INSTRUCTIONS FOR THE TASK => Write out all of the records below as a numbered list, skipping blank lines and leaving out the pictures.

[Named-object pointing records]

━━━━━━━━━━━━━━━━━━━━

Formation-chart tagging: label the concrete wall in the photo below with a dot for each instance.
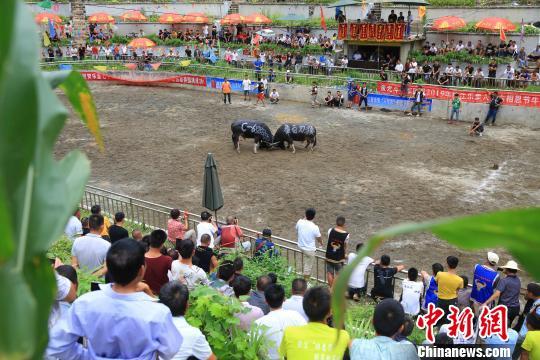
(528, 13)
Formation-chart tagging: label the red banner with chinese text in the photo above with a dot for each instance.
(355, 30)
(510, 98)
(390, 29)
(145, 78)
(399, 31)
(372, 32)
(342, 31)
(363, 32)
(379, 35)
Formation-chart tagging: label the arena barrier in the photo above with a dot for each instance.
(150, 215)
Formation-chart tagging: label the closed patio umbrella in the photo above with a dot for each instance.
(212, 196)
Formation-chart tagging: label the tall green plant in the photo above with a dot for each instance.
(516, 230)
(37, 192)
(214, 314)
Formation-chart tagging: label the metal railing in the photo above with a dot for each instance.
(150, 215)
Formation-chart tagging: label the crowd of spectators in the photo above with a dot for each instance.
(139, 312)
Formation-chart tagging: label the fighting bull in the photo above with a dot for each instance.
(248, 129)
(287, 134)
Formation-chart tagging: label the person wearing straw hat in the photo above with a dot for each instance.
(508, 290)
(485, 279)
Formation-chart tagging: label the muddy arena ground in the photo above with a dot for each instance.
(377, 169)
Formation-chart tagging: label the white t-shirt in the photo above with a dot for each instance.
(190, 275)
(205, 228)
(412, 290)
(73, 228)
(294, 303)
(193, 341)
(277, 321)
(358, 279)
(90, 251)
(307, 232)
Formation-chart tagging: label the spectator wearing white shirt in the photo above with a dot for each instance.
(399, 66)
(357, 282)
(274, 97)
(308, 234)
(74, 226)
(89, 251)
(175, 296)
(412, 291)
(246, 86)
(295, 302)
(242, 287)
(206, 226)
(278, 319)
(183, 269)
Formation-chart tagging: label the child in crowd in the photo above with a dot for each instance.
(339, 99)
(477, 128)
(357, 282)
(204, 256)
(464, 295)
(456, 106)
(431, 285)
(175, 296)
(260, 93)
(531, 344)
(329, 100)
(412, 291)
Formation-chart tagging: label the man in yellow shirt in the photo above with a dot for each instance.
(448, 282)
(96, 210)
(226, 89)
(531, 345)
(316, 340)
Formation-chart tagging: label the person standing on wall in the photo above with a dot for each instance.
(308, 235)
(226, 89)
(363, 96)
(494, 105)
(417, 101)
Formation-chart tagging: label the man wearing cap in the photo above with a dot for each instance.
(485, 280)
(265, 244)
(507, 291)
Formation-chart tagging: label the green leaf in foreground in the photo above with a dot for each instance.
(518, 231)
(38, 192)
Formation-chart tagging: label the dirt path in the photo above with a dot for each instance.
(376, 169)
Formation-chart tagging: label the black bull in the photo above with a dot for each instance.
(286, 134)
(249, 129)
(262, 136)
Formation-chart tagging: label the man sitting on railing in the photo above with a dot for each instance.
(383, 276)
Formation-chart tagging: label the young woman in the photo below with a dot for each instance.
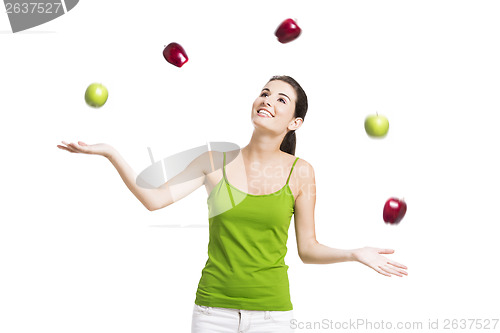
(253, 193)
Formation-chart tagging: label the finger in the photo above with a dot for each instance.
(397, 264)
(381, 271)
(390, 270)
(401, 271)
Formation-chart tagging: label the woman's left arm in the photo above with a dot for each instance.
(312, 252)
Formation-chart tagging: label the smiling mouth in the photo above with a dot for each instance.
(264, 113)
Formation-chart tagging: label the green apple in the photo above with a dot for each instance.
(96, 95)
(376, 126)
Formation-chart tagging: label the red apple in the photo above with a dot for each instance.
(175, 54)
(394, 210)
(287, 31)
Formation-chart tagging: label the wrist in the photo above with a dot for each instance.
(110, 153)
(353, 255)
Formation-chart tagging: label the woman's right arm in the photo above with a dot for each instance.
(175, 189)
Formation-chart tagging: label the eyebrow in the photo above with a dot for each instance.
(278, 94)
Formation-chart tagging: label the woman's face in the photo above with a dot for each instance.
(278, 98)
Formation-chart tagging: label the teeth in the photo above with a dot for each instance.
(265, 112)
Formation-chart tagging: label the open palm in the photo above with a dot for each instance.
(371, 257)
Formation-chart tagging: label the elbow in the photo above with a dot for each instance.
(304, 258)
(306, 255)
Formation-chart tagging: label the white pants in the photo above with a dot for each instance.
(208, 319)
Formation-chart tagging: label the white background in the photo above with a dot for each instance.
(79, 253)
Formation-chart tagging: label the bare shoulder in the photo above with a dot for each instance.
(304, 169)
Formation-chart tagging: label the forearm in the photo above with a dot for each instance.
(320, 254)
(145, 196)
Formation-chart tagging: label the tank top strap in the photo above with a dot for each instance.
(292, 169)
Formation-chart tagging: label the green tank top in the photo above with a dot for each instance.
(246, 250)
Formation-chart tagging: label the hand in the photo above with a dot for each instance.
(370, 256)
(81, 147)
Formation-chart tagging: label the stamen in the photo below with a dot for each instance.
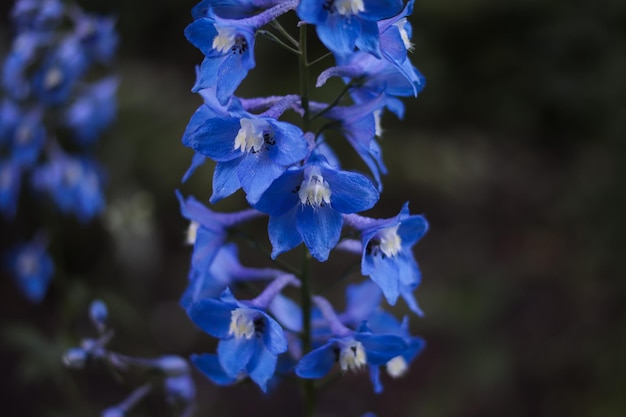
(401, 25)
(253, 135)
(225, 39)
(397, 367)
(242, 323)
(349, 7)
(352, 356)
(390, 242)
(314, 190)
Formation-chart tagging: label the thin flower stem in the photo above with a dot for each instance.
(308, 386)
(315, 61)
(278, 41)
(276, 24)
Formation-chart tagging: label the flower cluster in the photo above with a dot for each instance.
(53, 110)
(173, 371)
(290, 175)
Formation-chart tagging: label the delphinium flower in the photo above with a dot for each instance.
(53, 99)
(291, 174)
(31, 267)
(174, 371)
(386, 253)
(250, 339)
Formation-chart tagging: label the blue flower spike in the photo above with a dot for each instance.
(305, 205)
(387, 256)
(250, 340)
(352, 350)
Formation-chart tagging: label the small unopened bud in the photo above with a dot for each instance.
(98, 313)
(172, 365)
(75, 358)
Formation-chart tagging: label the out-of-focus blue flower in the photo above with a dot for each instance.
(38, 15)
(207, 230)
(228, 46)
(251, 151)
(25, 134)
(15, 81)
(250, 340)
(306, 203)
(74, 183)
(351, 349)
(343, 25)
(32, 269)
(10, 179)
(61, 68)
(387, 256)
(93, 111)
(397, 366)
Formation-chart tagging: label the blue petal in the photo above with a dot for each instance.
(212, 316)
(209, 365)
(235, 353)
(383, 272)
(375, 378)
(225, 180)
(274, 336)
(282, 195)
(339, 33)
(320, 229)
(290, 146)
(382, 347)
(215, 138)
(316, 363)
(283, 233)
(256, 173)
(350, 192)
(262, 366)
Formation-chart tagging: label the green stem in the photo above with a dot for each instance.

━━━━━━━━━━━━━━━━━━━━

COMPLETED TASK =>
1. Formation-chart tagging: label the concrete wall in the photo below with a dot for each instance.
2. (528, 13)
3. Formation-chart tagging: label the red banner with chinese text in the photo above with a dot for each instance.
4. (355, 30)
5. (510, 98)
6. (390, 29)
7. (145, 78)
8. (399, 31)
9. (372, 32)
10. (342, 31)
11. (363, 32)
12. (379, 35)
13. Formation-chart tagging: label the arena barrier in the photo above with a dot for each instance.
14. (150, 215)
15. Formation-chart tagging: label the closed patio umbrella in the photo above with a dot for each instance.
16. (212, 196)
17. Formation-chart tagging: label the tall green plant in the photo above with a dot for each instance.
18. (516, 230)
19. (37, 192)
20. (214, 314)
21. Formation-chart tagging: label the metal railing in the photo above with a dot for each instance.
22. (150, 215)
23. Formation-chart tagging: label the crowd of spectators in the photo above with a dot for each instance.
24. (139, 312)
25. Formation-chart tagging: label the fighting bull in the photo above with a dot for each instance.
26. (248, 129)
27. (287, 134)
28. Formation-chart tagging: label the person wearing straw hat in the photo above with a dot for each instance.
29. (508, 290)
30. (485, 279)
31. Formation-chart tagging: label the muddy arena ground in the photo above with a dot for each instance.
32. (377, 169)
33. Formation-chart tagging: label the white t-shirt in the photo above with a dot for each instance.
34. (190, 275)
35. (205, 228)
36. (412, 290)
37. (73, 228)
38. (294, 303)
39. (193, 341)
40. (277, 321)
41. (358, 279)
42. (90, 251)
43. (307, 232)
44. Formation-chart tagging: label the spectator wearing white shirt in the photo above with a dot for each instance.
45. (399, 66)
46. (357, 282)
47. (274, 97)
48. (308, 234)
49. (74, 226)
50. (89, 251)
51. (175, 296)
52. (412, 291)
53. (246, 86)
54. (295, 302)
55. (242, 287)
56. (206, 226)
57. (278, 319)
58. (183, 269)
59. Formation-chart tagging: label the child in crowd in the photo above with a dot for each instance.
60. (339, 99)
61. (477, 128)
62. (357, 282)
63. (204, 256)
64. (464, 295)
65. (456, 106)
66. (431, 285)
67. (175, 296)
68. (260, 93)
69. (531, 344)
70. (329, 100)
71. (412, 291)
72. Formation-chart tagging: label the man in yellow shirt in the photo above with a dot for each instance.
73. (448, 282)
74. (96, 210)
75. (226, 89)
76. (531, 345)
77. (316, 340)
78. Formation-chart tagging: label the person standing on wall in the photo above with a dot for each instance.
79. (308, 235)
80. (226, 89)
81. (363, 96)
82. (494, 105)
83. (417, 101)
84. Formation-chart tagging: label the man wearing cap in the photo above with a dot for each instance.
85. (485, 280)
86. (265, 244)
87. (507, 291)
88. Formation-chart tagging: label the green leaf in foreground in the photo above with a dot for each instance.
89. (518, 231)
90. (38, 192)
91. Formation-chart tagging: label the dirt path in the photo above with a dot for each instance.
92. (376, 169)
93. Formation-chart tagging: label the black bull in the photo above with a dot for each instance.
94. (286, 134)
95. (249, 129)
96. (262, 136)
97. Formation-chart tagging: label the man sitting on railing in the photo above with a dot for each instance.
98. (383, 276)
99. Formation-chart tagging: label the young woman in the photo below with a dot for each instance.
100. (253, 193)
101. Formation-chart tagging: label the finger in the photo above with a dot for each instance.
102. (397, 264)
103. (381, 271)
104. (390, 270)
105. (401, 271)
106. Formation-chart tagging: label the woman's left arm in the photo above with a dot for each instance.
107. (312, 252)
108. Formation-chart tagging: label the smiling mouth in the photo above with a dot for each instance.
109. (264, 113)
110. Formation-chart tagging: label the green apple in the photo above with a dot for each instance.
111. (96, 95)
112. (376, 126)
113. Formation-chart tagging: label the red apple in the photo above with a dot for each instance.
114. (175, 54)
115. (394, 210)
116. (287, 31)
117. Formation-chart tagging: label the wrist in the photo above with a dot for each instance.
118. (110, 153)
119. (353, 255)
120. Formation-chart tagging: label the woman's right arm in the photo above with a dot for each instance.
121. (175, 189)
122. Formation-chart tagging: label the eyebrow in the photo above with a dot for each instance.
123. (278, 94)
124. Formation-chart tagging: label the woman's face in the photo above with a dot for each instance.
125. (278, 98)
126. Formation-chart tagging: label the teeth in the photo above with a dot for each instance.
127. (265, 112)
128. Formation-chart tagging: label the open palm in the photo above with a dot for each instance.
129. (371, 257)
130. Formation-chart tagging: label the elbow in the photo above with a dot for each instance.
131. (304, 258)
132. (306, 255)
133. Formation-chart tagging: label the white pants in the photo above with a dot for each instance.
134. (208, 319)
135. Formation-chart tagging: label the white background in the photo above with a dot for each instance.
136. (79, 253)
137. Formation-chart tagging: label the bare shoulder in the photo above with a dot for each instance.
138. (304, 169)
139. Formation-chart tagging: label the forearm in the photo above with a dot for each instance.
140. (320, 254)
141. (145, 196)
142. Formation-chart tagging: label the tank top strap in the photo above with a dot for each instance.
143. (292, 169)
144. Formation-chart tagging: label the green tank top in the photo above with a dot for each instance.
145. (246, 250)
146. Formation-chart tagging: label the hand in the photo above with a dot for each instance.
147. (370, 256)
148. (81, 147)
149. Formation-chart tagging: label the stamen in the photo below with a dot for each instance.
150. (401, 25)
151. (253, 135)
152. (225, 39)
153. (397, 367)
154. (242, 323)
155. (349, 7)
156. (352, 356)
157. (390, 242)
158. (314, 190)
159. Formation-chart tagging: label the thin flower stem in the photo above with a dot for each instance.
160. (308, 386)
161. (315, 61)
162. (278, 41)
163. (276, 24)
164. Formation-chart tagging: label the flower cluster in the photo above with a dot for each instance.
165. (53, 110)
166. (173, 371)
167. (290, 175)
168. Formation-chart tagging: label the delphinium flower in the photo above with a dot for each instance.
169. (53, 99)
170. (291, 174)
171. (31, 267)
172. (174, 371)
173. (386, 253)
174. (250, 339)
175. Formation-chart tagging: label the blue flower spike in the photo above with a dot for each instance.
176. (305, 205)
177. (387, 256)
178. (250, 340)
179. (352, 350)
180. Formation-chart tagging: label the small unopened bud in the photo above with a dot for each instance.
181. (98, 313)
182. (172, 365)
183. (75, 358)
184. Formation-chart tagging: label the out-of-focus blue flower in the photo above with a dot for each instance.
185. (38, 15)
186. (207, 230)
187. (228, 46)
188. (251, 151)
189. (25, 134)
190. (15, 81)
191. (250, 340)
192. (306, 203)
193. (74, 183)
194. (351, 349)
195. (343, 25)
196. (32, 269)
197. (10, 179)
198. (61, 68)
199. (387, 256)
200. (93, 111)
201. (397, 366)
202. Formation-chart tagging: label the blue petal in the photo above with a dot for each instance.
203. (212, 316)
204. (209, 365)
205. (235, 353)
206. (383, 272)
207. (375, 378)
208. (225, 180)
209. (274, 336)
210. (282, 195)
211. (339, 33)
212. (320, 229)
213. (290, 146)
214. (382, 347)
215. (215, 138)
216. (316, 363)
217. (283, 233)
218. (256, 173)
219. (350, 192)
220. (262, 366)
221. Formation-chart tagging: label the green stem in the photo above with a dot for each instance.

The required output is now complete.